**Задание A**
Каким предкам адресата, согласно тексту страницы, после смерти было присвоено имя Святого?

**Текст страницы**
>>>
Эта свойственная тебе благотворительность, столь сходная с божественной, насколько это доступно человеческой природе, побуждает также и меня воздать тебе в этом официальном обращении благодарность, в частности, от своего имени. Ибо подобно тому как небесные светила изливают свою силу не только на великие сферы Вселенной, но допускают, чтобы их влияние простиралось на отдельные живые существа, так и ты, благосклонное земное светило, не довольствуясь возносить государей, поддерживать народы, пожелал быть защитой и утешением также мне, подвергшемуся гонениям на родине. Чтобы завершить полный круг твоей справедливости, к деяниям государственным следует добавить непорочность и чистоту твоей частной жизни, достойной удивления не только для людей, но даже и для бесплотных духов. Ибо много ли людей из простого звания и даже из числа удалившихся от мира настолько избегло заблуждений, как ты, по своему положению так осаждаемый отовсюду бесчисленными соблазнами? Какое величие в том, чтобы среди всяких дел, толпы, двора, среди стольких примеров прегрешений следовать совершенству, которое другим едва лишь доставляет, а часто даже и не доставляет уединение? Заслужить в этой жизни не только имя Справедливого, но также и имя Святого, присвоенное твоим предкам – Карлу Великому и Людовику – после их смерти согласием благочестивых людей, – это значит быть христианнейшим не по праву преемства, но по собственному праву. Но хотя ни одно из свойств Справедливости не чуждо тебе, тем не менее то, что составляет предмет этой книги, то есть касается целей войны и мира, потому, собственно, относится к тебе, что ты – король и именно – король французов.
<<<
**Задание B**
Сосчитайте строки ниже, в которых встречается слово «tower». В ответе укажите только число.

**Рабочие данные**
>>>
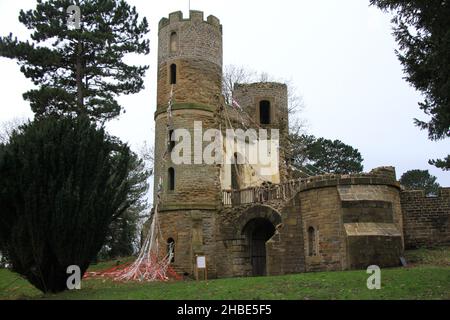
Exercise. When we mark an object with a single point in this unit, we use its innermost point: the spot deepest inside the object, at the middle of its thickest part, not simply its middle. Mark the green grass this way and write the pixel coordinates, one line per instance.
(427, 277)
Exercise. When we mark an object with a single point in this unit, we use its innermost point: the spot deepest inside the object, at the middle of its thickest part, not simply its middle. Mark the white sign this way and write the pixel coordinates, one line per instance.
(201, 262)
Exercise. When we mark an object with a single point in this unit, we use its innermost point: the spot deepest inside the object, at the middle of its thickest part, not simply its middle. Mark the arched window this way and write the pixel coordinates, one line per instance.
(171, 249)
(171, 140)
(312, 242)
(235, 172)
(171, 179)
(264, 112)
(173, 42)
(173, 73)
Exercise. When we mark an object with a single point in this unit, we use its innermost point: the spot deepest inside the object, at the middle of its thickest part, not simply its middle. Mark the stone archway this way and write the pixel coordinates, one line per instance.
(257, 232)
(257, 225)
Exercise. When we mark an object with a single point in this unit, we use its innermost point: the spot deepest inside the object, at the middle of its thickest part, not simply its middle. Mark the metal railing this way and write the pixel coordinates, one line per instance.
(261, 194)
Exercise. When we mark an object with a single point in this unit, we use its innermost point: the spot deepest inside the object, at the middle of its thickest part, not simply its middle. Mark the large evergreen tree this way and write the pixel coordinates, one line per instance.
(80, 71)
(422, 30)
(420, 180)
(62, 183)
(315, 156)
(123, 235)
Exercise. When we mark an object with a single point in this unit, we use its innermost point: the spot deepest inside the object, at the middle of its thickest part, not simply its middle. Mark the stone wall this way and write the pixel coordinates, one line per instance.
(249, 96)
(426, 219)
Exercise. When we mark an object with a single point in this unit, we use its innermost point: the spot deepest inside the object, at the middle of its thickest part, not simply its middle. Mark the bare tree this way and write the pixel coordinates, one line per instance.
(233, 74)
(238, 74)
(146, 153)
(7, 128)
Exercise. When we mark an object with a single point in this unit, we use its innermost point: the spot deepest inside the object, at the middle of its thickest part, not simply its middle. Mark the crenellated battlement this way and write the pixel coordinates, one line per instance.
(260, 85)
(420, 194)
(194, 16)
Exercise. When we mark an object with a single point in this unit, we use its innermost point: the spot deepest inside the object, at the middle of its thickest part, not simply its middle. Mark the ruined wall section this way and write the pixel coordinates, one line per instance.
(426, 219)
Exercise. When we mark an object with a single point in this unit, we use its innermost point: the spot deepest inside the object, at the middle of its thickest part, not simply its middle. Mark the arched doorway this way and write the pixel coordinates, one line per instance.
(257, 232)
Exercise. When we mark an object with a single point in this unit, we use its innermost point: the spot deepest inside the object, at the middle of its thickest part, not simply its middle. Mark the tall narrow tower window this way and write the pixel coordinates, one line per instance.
(173, 73)
(171, 179)
(312, 242)
(171, 140)
(171, 249)
(264, 112)
(235, 172)
(173, 42)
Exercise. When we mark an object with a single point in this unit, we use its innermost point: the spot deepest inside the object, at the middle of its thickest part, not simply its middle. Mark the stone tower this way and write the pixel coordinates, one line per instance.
(189, 71)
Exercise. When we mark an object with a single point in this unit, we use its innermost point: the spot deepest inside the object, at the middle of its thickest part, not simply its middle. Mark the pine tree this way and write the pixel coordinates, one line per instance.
(63, 182)
(420, 180)
(422, 30)
(315, 156)
(80, 71)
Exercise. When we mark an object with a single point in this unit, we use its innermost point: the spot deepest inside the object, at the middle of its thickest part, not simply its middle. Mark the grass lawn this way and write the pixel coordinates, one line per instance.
(427, 277)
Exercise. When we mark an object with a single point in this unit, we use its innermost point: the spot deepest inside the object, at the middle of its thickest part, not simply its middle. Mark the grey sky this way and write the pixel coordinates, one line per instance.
(339, 54)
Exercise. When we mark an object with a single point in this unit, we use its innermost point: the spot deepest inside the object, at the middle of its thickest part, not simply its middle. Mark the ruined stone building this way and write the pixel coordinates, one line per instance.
(246, 225)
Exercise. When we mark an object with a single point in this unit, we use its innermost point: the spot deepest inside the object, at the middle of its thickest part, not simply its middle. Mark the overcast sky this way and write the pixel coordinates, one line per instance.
(339, 54)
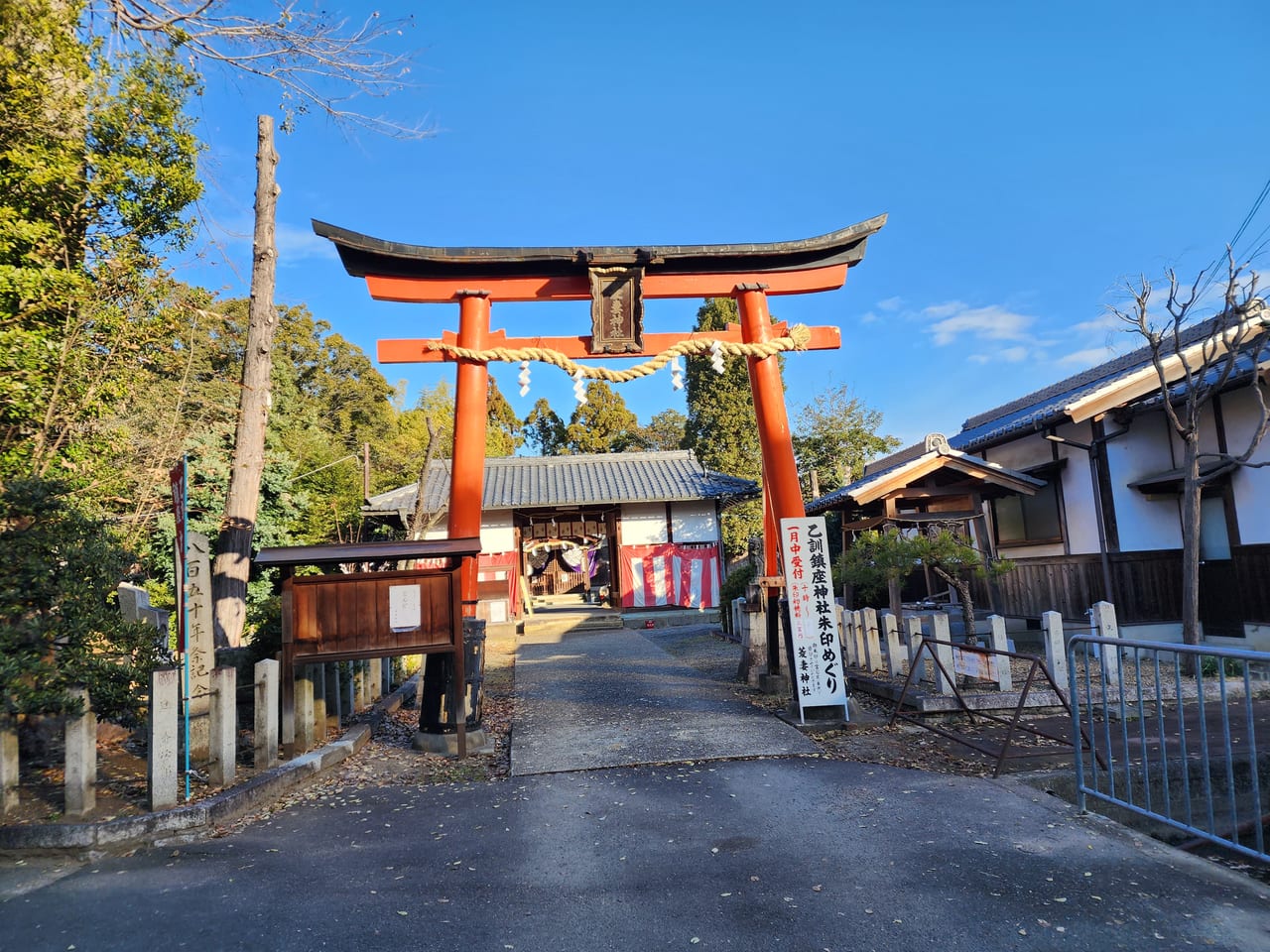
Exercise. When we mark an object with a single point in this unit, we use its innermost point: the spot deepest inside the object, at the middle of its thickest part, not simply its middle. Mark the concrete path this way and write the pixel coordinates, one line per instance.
<<<
**Полный ответ A**
Карлу Великому и Людовику.

**Полный ответ B**
2